▶ _Goal of the exercise_
Please mark each statement yes or no according to the forum thread on finding each customer's most frequent product, and quote the words from the thread that decide it. 1. The asker says there are too many products to use a pivot table. 2. The answer built on RANK() says it must join back to the same table. 3. The first answer uses a CTE as its table expression.

▶ _Quoted passage_
══════════

Reputation: 660
I want to find most frequent product each customer has purchased. my data set is like this :
CustomerID ProdID FavouriteProduct
1 A ?
1 A ?
1 A ?
1 B ?
1 A ?
1 A ?
1 A ?
1 B ?
2 A ?
2 AN ?
2 G ?
2 C ?
2 C ?
2 F ?
2 D ?
2 C ?
There are so many products,So i cannot put them in a pivot table.
Answer would look like this :
CustomerID ProdID FavouriteProduct
1 A A
1 A A
1 A A
1 B A
1 A A
1 A A
1 A A
1 B A
2 A C
2 AN C
2 G C
2 C C
2 C C
2 F C
2 D C
2 C C
The query may look like this:
Update table
set FavouriteProduct = (Select
CustomerID, Product, Max(Count(Product))
From Table
group by CustomerID, Product) FP
Upvotes: 1
Views: 1968
Reputation: 21
To return the rows exactly as you have described in the question, you could try using a table expression (I used a CTE in my example) to first return a popularity ranking, where the higher the number, the more popular the product for each customer.
WITH RankTable AS (
SELECT
CustomerID, ProductID, COUNT(*) AS Popularity
FROM TableA
GROUP BY CustomerID, ProductID
)
Then the full results table can be returned by first performing an inner join on the original table (TableA) and the table expression (RankTable), and then using a window function to create the values in the FavoriteProduct column.
SELECT
P.CustomerID
, P.ProductID
, FIRST_VALUE(P.ProductID) OVER(
PARTITION BY R.CustomerID
ORDER BY R.Popularity DESC, R.ProductID) AS FavoriteProduct
FROM TableA AS P
INNER JOIN RankTable AS R
ON P.CustomerID = R.CustomerID
AND P.ProductID= R.ProductID;
Upvotes: 2
Reputation: 19194
This one, based on the example at the end of this page: http://www.sql-server-performance.com/2006/find-frequent-values/ might be quicker:
SELECT CustomerID, ProdID, Cnt
FROM
(
SELECT CustomerID, ProdID, COUNT(*) as Cnt,
RANK() OVER (
PARTITION BY CustomerID
ORDER BY COUNT(*) DESC
) AS Rnk
FROM YourTransactionTable
GROUP BY CustomerID, ProdID
) x
WHERE Rnk = 1
This one uses a RANK()
function. In this case you don't have to join back to the same table (meaning there's a lot less work required)
Now to update your existing data, I like to wrap my dataset in a WITH to make debugging a little easier and the final update a bit simpler:
;WITH
(
SELECT CustomerID, ProdID, Cnt
FROM
(
SELECT CustomerID, ProdID, COUNT(*) as Cnt,
RANK() OVER (PARTITION BY CustomerID
ORDER BY COUNT(*) DESC) AS Rnk
FROM TransactionTable
GROUP BY CustomerID, ProdID
) x
WHERE Rnk = 1
) As SRC
UPDATE FavouriteTable
SET Favourite = SRC.ProdID
FROM SRC
WHERE SRC.CustomerID = Favourite.CustomerID
Upvotes: 1
Reputation: 1270011
Another way to get the most frequent product is to use row_number()

══════════

▶ _Extracted entries_

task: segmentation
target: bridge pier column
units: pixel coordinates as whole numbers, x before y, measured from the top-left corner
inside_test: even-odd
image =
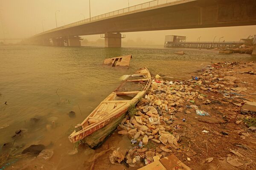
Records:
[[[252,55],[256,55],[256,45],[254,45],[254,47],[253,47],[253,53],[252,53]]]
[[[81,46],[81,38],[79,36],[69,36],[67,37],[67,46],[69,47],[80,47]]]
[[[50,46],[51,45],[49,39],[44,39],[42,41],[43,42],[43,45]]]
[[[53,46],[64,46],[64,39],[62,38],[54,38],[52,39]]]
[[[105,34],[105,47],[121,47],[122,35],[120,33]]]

══════════

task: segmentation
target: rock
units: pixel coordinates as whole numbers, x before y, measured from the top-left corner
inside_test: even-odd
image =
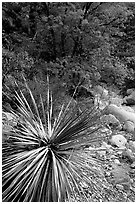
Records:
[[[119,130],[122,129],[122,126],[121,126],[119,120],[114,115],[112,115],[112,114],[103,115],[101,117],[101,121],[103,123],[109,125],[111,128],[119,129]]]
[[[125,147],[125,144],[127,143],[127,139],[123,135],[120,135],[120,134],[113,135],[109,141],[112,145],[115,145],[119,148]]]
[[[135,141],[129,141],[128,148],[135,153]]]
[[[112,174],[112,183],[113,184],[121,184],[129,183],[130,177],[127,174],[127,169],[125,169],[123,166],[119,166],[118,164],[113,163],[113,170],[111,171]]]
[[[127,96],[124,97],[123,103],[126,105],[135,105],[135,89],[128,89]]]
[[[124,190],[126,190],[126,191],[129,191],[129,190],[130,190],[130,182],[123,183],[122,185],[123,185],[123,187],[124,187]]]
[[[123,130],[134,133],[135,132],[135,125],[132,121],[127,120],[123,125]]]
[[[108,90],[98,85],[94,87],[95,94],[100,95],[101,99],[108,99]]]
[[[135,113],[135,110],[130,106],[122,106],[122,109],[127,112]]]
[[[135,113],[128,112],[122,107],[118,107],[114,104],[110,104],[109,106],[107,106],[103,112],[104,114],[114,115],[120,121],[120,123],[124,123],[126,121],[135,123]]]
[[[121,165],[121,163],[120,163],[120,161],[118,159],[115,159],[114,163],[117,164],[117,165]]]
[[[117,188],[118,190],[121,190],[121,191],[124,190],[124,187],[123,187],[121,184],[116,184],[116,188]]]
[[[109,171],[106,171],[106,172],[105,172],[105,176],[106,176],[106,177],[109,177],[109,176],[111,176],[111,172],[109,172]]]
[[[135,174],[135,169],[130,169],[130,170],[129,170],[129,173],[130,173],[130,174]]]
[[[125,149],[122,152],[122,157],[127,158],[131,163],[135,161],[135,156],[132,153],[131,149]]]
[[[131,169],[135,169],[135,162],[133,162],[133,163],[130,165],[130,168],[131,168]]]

══════════

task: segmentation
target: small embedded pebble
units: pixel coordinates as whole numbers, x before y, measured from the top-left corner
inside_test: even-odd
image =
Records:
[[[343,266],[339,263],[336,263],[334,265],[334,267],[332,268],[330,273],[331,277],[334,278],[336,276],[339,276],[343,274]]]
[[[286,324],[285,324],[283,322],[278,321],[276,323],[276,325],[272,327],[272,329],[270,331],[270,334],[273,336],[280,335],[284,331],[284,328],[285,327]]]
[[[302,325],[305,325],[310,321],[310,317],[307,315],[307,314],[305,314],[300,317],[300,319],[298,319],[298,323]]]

══════════

▶ _Output of the task_
1. Yes: "There are so many products,So i cannot put them in a pivot table."
2. No: "In this case you don't have to join back to the same table"
3. Yes: "I used a CTE in my example"